#### TASK ITEM:
Could you retype the entries below exactly, omitting every picture?

────────

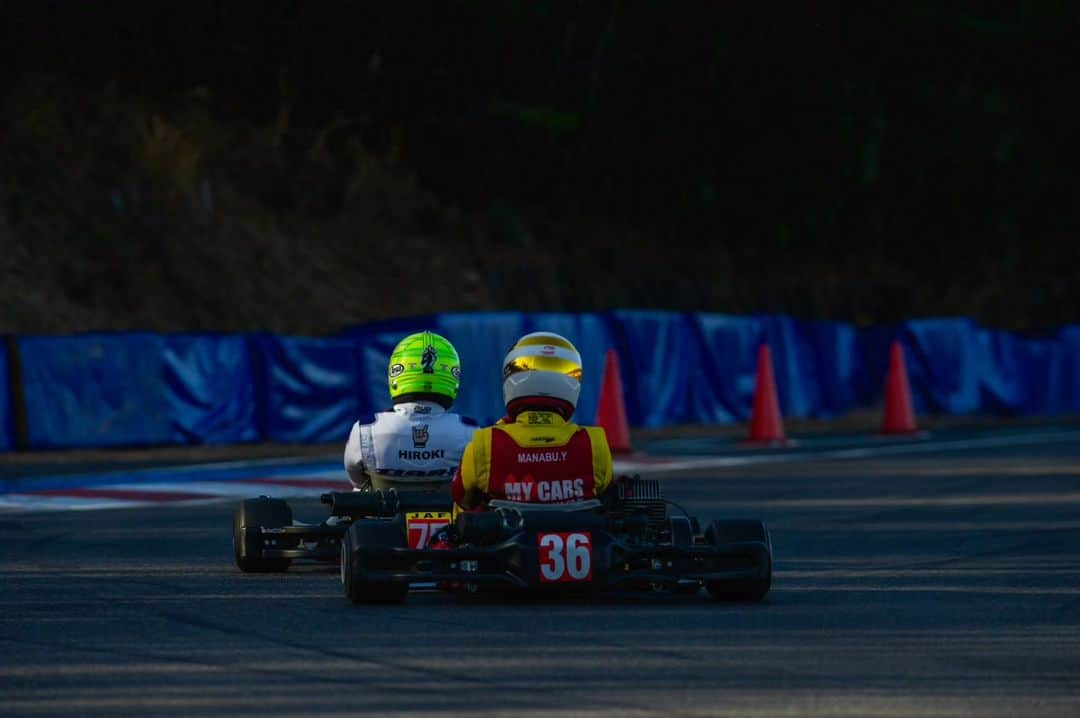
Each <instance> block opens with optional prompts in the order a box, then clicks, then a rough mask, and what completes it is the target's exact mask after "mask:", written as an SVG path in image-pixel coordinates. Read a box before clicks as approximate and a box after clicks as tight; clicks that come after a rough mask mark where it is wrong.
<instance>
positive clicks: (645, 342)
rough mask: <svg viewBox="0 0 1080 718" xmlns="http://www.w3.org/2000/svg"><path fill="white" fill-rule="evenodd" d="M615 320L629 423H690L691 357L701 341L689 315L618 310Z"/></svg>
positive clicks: (652, 423) (642, 424) (626, 414)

────────

#### TASK OUTPUT:
Each <instance> block opens with optional prompts in the order a box, then clicks, then a rough mask, and what completes it is the target's exact mask after "mask:", written as an SVG path in image-pixel coordinates. Read a box before clicks as approximate and a box after clicks as tight; clicks that come after a rough mask mark where it is wrong.
<instance>
positive clicks: (645, 342)
rough mask: <svg viewBox="0 0 1080 718" xmlns="http://www.w3.org/2000/svg"><path fill="white" fill-rule="evenodd" d="M615 320L629 423H690L691 357L701 341L689 315L618 310Z"/></svg>
positive clicks: (652, 423) (642, 424) (626, 414)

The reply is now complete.